=== Page extract ===
If you have the choice (and a limited budget!), based on the type of photography like city, traveling, landscape...excluding portraits... you go with the 70-200 at 2.8, or the 24-70 at 2.8 (and the next 24-105 at F4. My Z7ii already ordered... my first thought is going with the new 70-200s and the new TC 2.0 (or 1.4), wait to have an all-around 24-105... I have my 500PF for wildlife.
For all general travel, Landscapes, multi day treks and technical climbs I use the Z 24-70 S F/4 kit lens with the Z7. For its price when combined in a kit it delivers excellent IQ. I only use the 70-200 S around my home or when taking a walk around the harbour. I would not consider the 70-200 S a travel lens, lens and Z7 weighs 2.3 kg.
 
Like Patrick I stick with the very good 24-70/4 and added the 70-200/2.8. Apart from availability (I bought my Z7 two years ago), my reason was that I don't shoot wide angle wide open that often, so the f/4 aperture is fast enough for me. It's mostly a cityscape/landscape lens for me and certainly at 5.6-8 it's really good. The 70-200 for me is about detail and subject isolation so the faster aperture is really nice to have. Plus: there is no native Z mount option at that focal length and my 70-200/4 on the FTZ has never impressed me (although it's great on a D500!). I don't mind the weight, but if you want to travel light, the 70-300 F mount lens is a good option. At least according to Thom Hogan!
===
__Instruction A__.
Rewrite the listing from the line containing "Kindly outline every instance of the dragonfly in" through the end of the listing, swapping "outline" for "trace" and leaving everything else unchanged.
=== Supplied records ===
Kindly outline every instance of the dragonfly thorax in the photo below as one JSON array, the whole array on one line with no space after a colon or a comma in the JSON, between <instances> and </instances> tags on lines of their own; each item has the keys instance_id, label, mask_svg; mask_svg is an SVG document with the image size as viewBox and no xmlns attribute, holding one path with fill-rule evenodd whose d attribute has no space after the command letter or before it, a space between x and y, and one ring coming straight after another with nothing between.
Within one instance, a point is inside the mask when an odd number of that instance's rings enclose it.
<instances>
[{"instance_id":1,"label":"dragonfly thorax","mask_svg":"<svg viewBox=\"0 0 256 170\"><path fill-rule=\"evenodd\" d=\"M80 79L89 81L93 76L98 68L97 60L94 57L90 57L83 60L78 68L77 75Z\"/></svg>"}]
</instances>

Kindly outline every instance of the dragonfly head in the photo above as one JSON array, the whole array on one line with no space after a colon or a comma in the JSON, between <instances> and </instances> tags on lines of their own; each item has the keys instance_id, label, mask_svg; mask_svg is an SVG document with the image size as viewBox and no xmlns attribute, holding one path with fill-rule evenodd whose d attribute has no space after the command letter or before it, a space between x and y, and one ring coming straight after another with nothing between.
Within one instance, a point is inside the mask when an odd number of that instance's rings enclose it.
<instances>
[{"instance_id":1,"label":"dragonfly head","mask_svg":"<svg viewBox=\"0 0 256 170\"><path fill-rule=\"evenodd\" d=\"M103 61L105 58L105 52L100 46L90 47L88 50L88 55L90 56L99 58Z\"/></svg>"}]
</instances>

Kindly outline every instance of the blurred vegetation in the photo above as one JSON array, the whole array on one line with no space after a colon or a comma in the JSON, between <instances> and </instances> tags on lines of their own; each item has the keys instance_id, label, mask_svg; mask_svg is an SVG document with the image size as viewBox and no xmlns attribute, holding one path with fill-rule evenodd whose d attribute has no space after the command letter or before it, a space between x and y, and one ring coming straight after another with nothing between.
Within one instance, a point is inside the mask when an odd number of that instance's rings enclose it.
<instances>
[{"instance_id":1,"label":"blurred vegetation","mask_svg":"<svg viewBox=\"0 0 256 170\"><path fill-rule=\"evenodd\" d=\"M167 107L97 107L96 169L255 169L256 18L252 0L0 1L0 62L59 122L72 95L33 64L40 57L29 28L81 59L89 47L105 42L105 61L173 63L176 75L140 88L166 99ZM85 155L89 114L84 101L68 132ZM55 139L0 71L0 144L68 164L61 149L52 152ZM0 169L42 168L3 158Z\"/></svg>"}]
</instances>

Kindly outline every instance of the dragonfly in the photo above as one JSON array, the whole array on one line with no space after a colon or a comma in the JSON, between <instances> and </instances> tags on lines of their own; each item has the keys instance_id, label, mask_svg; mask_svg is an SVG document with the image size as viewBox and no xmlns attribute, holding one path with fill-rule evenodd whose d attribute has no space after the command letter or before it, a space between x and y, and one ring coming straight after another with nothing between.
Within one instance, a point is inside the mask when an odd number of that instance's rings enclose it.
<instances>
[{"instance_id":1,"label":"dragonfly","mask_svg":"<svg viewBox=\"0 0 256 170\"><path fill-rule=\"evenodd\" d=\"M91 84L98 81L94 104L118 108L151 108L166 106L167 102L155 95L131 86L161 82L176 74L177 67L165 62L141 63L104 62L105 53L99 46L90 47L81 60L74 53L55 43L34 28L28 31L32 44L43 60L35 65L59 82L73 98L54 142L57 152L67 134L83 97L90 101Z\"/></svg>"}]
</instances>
===
__Instruction B__.
Do these statements agree with the lens discussion? Answer yes or no for each and quote the words that decide it. (i) The second paragraph's writer treats the 70-200 S as a travel lens. (ii) The third paragraph's writer bought a Z7 two years ago. (iii) The third paragraph's writer has been impressed by the 70-200/4 on the FTZ.

__Full output A__.
Kindly trace every instance of the dragonfly in the photo above as one JSON array, the whole array on one line with no space after a colon or a comma in the JSON, between <instances> and </instances> tags on lines of their own; each item has the keys instance_id, label, mask_svg; mask_svg is an SVG document with the image size as viewBox and no xmlns attribute, holding one path with fill-rule evenodd whose d attribute has no space after the command letter or before it, a space between x and y, and one ring coming straight after another with nothing between.
Within one instance, a point is inside the mask when an odd number of that instance's rings enclose it.
<instances>
[{"instance_id":1,"label":"dragonfly","mask_svg":"<svg viewBox=\"0 0 256 170\"><path fill-rule=\"evenodd\" d=\"M91 84L98 81L94 104L118 108L151 108L166 106L167 102L155 95L131 86L161 82L176 74L177 67L165 62L141 63L104 62L105 53L99 46L90 47L81 60L74 53L55 43L34 28L28 31L32 44L43 60L35 65L59 82L73 98L54 142L57 152L67 134L83 97L90 101Z\"/></svg>"}]
</instances>

__Full output B__.
(i) No: "I would not consider the 70-200 S a travel lens"
(ii) Yes: "I bought my Z7 two years ago"
(iii) No: "my 70-200/4 on the FTZ has never impressed me"